> [Data provided]
━━━━━━━━━━━━━━━━━━━━━━━━━━━━━━

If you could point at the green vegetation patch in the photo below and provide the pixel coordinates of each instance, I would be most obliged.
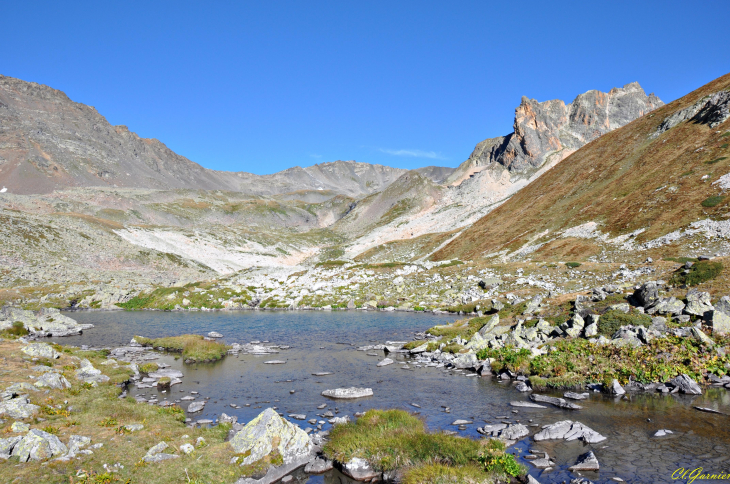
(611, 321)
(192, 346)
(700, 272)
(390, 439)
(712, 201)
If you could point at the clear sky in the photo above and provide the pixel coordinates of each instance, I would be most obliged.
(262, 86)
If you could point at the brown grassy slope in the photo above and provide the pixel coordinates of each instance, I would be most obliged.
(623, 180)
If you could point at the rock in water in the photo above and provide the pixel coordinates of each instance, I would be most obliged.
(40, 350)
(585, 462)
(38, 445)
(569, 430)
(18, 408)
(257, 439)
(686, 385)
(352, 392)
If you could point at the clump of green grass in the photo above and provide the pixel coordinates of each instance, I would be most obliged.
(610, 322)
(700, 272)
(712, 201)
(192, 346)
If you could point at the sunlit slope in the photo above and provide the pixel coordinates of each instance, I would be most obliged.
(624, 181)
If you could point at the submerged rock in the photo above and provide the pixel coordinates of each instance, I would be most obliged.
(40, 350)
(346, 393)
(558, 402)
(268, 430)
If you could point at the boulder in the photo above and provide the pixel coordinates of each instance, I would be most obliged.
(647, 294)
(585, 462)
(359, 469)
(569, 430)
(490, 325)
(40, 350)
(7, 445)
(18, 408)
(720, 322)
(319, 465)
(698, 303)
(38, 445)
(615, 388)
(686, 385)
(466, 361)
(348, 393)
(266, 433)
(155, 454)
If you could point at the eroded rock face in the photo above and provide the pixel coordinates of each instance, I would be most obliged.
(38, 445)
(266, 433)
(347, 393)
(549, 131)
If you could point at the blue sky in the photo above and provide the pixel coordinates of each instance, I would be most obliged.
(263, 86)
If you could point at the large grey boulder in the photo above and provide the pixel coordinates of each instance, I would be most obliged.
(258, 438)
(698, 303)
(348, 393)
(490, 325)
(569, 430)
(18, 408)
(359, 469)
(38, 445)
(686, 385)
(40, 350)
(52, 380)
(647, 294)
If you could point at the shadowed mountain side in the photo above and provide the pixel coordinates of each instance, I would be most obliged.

━━━━━━━━━━━━━━━━━━━━━━━━━━━━━━

> [Exercise aim] The answer must be an exact copy of the records, with no images in it.

> [Result of this task]
If you could point at the green vegetation patch in the photo below and provide the pixel coordinates of each instance, I would be most obliged.
(611, 321)
(192, 346)
(700, 272)
(390, 439)
(712, 201)
If you could point at the clear sky in the photo above and provide the pixel coordinates of each instance, I would be most obliged.
(262, 86)
If you could point at the brown grassy slope in the photo above and provide the pixel coordinates of each instance, I would be most obliged.
(623, 180)
If you could point at the rock in water in the photo above and provide the pixel coordinates of each instance, I would be most obliged.
(40, 350)
(585, 462)
(38, 445)
(569, 430)
(18, 408)
(257, 439)
(686, 385)
(352, 392)
If you could point at the clump of green grass in the photo above and provide the pixel coordinates of each instance, I would be most obliged.
(610, 322)
(700, 272)
(712, 201)
(192, 346)
If you could point at the sunlit slope in the photo above and provide the pixel coordinates of each instance, I would be most obliged.
(624, 181)
If you could point at the submerged rock in the photo above and provide the pixel coordinates of each instance, I would be most obliged.
(40, 350)
(346, 393)
(558, 402)
(268, 430)
If you could point at the boulder in the photo above and provide the pixel coordinates of each instance, I would be most obliged.
(647, 294)
(585, 462)
(359, 469)
(569, 430)
(490, 325)
(40, 350)
(7, 445)
(18, 408)
(720, 322)
(319, 465)
(698, 303)
(38, 445)
(615, 388)
(686, 385)
(466, 361)
(348, 393)
(266, 433)
(155, 454)
If you could point at the eroded rock face in the photo above and provide the pixel coordinates of each instance, I would be most obliged.
(38, 445)
(266, 433)
(347, 393)
(549, 131)
If you could point at the blue sky in the photo above and provide the pixel coordinates of each instance, I would be most obliged.
(263, 86)
If you could point at the large grey boulder in the photo above and provide the pixel coordinates of each instance, I would be most obliged.
(258, 438)
(698, 303)
(348, 393)
(490, 325)
(569, 430)
(18, 408)
(359, 469)
(38, 445)
(686, 385)
(40, 350)
(52, 380)
(647, 294)
If you could point at the shadowed mountain side in the photo above and provide the pixel coordinates of each instance, I would be most obliged.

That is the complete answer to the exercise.